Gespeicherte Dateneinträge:
++++
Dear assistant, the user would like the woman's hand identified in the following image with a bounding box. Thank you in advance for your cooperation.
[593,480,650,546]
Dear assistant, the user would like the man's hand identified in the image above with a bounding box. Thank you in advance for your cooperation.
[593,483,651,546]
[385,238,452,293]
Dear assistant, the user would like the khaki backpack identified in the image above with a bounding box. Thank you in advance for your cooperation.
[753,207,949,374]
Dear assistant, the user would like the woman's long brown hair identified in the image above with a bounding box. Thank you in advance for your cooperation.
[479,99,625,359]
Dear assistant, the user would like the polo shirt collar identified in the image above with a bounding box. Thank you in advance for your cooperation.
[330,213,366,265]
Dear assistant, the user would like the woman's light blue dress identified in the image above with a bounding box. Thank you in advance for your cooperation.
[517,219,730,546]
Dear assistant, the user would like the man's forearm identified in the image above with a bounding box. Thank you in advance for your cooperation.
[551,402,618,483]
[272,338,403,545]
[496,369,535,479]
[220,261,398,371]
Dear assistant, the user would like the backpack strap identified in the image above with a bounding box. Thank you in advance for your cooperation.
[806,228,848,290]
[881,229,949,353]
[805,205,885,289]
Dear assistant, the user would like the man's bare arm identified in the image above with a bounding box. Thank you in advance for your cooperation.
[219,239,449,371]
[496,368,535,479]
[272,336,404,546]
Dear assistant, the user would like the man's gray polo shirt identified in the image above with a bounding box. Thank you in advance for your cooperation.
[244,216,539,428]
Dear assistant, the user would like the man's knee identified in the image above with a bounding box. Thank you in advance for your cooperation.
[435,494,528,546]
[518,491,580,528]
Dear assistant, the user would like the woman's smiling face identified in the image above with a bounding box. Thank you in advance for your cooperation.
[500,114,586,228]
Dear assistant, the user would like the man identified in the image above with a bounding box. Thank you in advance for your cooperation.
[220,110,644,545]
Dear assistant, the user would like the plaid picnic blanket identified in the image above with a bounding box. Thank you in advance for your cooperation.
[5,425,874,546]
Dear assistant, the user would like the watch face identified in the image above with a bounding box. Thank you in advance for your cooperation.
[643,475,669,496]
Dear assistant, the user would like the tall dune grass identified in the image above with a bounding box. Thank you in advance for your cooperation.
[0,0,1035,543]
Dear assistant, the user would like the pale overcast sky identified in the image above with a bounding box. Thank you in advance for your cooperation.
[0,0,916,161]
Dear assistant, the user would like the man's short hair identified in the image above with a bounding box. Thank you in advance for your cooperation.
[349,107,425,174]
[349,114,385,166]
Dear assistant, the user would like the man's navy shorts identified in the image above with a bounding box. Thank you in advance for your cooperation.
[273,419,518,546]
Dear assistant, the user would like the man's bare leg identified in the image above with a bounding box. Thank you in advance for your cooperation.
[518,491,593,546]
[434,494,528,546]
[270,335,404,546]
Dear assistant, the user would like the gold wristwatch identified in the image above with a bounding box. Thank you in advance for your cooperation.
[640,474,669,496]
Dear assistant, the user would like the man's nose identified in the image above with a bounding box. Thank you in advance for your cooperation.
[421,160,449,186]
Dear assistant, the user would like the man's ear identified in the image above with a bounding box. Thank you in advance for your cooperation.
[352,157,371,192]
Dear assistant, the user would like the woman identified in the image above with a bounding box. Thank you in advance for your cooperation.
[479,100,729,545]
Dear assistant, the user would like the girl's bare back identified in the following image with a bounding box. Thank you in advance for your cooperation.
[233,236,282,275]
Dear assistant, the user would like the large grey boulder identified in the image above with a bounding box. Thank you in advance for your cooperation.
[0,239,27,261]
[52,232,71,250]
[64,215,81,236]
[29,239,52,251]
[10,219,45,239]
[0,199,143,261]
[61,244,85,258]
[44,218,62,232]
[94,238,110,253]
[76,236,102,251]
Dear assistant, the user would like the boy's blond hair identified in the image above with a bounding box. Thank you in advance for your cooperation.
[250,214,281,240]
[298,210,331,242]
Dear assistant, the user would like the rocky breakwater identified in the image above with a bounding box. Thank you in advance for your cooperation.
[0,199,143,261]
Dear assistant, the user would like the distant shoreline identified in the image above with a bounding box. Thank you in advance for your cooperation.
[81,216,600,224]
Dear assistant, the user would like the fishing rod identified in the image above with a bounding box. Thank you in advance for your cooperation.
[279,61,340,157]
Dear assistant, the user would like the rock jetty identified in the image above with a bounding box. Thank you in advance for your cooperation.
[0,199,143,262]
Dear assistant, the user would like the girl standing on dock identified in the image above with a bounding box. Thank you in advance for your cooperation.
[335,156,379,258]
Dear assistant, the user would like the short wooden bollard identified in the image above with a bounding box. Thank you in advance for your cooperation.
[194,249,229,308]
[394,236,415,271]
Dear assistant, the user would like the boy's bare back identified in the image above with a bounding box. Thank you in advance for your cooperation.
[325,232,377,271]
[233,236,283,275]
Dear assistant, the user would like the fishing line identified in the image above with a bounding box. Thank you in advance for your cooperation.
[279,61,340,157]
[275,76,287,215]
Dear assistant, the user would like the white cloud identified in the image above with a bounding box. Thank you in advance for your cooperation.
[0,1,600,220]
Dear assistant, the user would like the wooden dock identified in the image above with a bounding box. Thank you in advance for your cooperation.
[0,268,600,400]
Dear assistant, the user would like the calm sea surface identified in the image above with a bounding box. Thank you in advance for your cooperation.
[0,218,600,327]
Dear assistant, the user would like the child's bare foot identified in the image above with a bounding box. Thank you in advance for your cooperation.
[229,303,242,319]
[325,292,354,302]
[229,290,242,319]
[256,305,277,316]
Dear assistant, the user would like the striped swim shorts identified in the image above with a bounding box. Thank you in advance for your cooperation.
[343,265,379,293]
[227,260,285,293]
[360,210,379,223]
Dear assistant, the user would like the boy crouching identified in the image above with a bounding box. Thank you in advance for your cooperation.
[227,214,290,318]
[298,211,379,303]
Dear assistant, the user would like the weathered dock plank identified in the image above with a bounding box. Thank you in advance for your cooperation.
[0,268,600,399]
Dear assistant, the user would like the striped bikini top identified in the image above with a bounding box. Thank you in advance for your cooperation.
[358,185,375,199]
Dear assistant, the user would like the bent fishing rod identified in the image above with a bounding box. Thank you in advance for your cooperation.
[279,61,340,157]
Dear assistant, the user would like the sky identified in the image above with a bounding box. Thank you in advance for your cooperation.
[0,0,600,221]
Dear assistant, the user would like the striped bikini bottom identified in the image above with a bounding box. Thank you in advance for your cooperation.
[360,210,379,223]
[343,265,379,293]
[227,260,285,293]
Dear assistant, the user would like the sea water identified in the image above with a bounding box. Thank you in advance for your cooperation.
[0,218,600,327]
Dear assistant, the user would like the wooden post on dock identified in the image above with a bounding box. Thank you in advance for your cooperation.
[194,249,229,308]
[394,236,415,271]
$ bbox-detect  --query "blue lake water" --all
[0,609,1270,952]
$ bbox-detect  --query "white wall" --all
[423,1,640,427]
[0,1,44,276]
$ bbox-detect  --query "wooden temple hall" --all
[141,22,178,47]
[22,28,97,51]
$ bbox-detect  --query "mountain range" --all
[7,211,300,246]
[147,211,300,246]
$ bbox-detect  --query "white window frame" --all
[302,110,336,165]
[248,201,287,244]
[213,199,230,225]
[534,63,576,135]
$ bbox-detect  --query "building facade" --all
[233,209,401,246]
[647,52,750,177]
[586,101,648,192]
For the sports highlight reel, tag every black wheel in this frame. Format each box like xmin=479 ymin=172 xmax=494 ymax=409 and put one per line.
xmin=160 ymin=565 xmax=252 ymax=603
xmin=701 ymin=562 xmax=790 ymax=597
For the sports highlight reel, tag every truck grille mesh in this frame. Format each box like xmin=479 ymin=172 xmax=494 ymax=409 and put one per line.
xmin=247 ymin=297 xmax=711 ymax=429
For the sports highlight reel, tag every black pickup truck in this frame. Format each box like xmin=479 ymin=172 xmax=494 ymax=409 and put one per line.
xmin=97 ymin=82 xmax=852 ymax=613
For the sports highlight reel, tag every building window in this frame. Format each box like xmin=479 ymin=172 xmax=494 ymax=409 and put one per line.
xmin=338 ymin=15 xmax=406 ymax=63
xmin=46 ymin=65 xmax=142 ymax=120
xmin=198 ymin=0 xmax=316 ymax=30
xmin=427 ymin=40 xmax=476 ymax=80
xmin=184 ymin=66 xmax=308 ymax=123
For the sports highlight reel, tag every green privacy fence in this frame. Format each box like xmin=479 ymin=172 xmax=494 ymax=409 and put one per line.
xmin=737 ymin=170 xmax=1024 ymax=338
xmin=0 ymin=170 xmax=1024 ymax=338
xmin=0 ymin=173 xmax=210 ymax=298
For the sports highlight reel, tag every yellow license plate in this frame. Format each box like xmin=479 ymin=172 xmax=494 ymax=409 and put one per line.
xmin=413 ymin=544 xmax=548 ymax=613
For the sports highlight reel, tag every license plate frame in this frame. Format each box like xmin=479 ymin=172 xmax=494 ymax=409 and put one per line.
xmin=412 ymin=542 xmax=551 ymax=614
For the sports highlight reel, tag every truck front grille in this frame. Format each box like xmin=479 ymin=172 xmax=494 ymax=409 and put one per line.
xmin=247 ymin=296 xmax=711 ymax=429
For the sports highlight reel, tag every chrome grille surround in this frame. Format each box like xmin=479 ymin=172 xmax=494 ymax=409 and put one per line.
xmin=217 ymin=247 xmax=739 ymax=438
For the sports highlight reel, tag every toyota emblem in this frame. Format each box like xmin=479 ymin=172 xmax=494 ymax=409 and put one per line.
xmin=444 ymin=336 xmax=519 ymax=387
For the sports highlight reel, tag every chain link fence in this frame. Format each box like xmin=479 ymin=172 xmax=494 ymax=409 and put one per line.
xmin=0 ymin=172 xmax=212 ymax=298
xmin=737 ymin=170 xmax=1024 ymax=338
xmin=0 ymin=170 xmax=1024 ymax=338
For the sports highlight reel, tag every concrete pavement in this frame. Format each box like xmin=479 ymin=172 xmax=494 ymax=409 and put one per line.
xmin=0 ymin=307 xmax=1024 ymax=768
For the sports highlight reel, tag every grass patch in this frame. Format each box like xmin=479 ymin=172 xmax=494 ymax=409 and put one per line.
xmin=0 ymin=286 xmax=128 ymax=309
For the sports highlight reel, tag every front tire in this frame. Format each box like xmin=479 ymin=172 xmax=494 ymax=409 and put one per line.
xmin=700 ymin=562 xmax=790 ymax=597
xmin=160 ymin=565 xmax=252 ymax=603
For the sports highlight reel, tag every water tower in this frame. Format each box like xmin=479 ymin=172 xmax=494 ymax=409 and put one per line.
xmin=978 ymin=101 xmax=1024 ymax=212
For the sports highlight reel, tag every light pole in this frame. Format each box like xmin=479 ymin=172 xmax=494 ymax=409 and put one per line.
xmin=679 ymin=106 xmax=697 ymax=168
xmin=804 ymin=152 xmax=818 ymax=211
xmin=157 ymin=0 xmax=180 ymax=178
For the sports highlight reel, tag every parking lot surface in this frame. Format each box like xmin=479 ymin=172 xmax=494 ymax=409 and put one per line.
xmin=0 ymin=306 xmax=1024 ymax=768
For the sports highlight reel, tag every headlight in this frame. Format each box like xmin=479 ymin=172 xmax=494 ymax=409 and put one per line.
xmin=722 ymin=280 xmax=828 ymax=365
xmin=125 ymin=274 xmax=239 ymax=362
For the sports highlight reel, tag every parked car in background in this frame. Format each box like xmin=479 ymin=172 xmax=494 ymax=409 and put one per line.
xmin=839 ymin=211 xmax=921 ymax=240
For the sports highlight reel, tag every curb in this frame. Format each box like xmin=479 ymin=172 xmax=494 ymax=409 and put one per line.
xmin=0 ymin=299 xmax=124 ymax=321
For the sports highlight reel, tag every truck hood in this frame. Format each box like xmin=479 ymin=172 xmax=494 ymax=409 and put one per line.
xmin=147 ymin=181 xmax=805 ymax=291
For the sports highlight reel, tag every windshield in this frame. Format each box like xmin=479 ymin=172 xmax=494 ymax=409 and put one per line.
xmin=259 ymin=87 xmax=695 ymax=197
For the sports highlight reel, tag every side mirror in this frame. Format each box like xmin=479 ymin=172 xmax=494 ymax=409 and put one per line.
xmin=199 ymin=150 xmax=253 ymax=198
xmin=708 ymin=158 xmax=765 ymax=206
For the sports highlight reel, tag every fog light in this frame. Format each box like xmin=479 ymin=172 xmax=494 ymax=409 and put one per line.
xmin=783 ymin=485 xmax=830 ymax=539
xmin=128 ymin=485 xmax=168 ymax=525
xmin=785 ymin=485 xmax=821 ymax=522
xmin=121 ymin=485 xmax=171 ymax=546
++++
◆ ZU ERLEDIGENDE AUFGABE ◆
Wandle alles von der Zeile mit „For the sports highlight reel, tag every chrome“ bis hinunter zur Zeile mit „xmin=217 ymin=247 xmax=739 ymax=438“ in eine JSON-Liste von Zeichenketten um. Jede Zeile wird ein Eintrag, Leerzeilen fallen weg.

◆ ANTWORT ZUR AUFGABE ◆
[
  "For the sports highlight reel, tag every chrome grille surround in this frame. Format each box like xmin=479 ymin=172 xmax=494 ymax=409 and put one per line.",
  "xmin=217 ymin=247 xmax=739 ymax=438"
]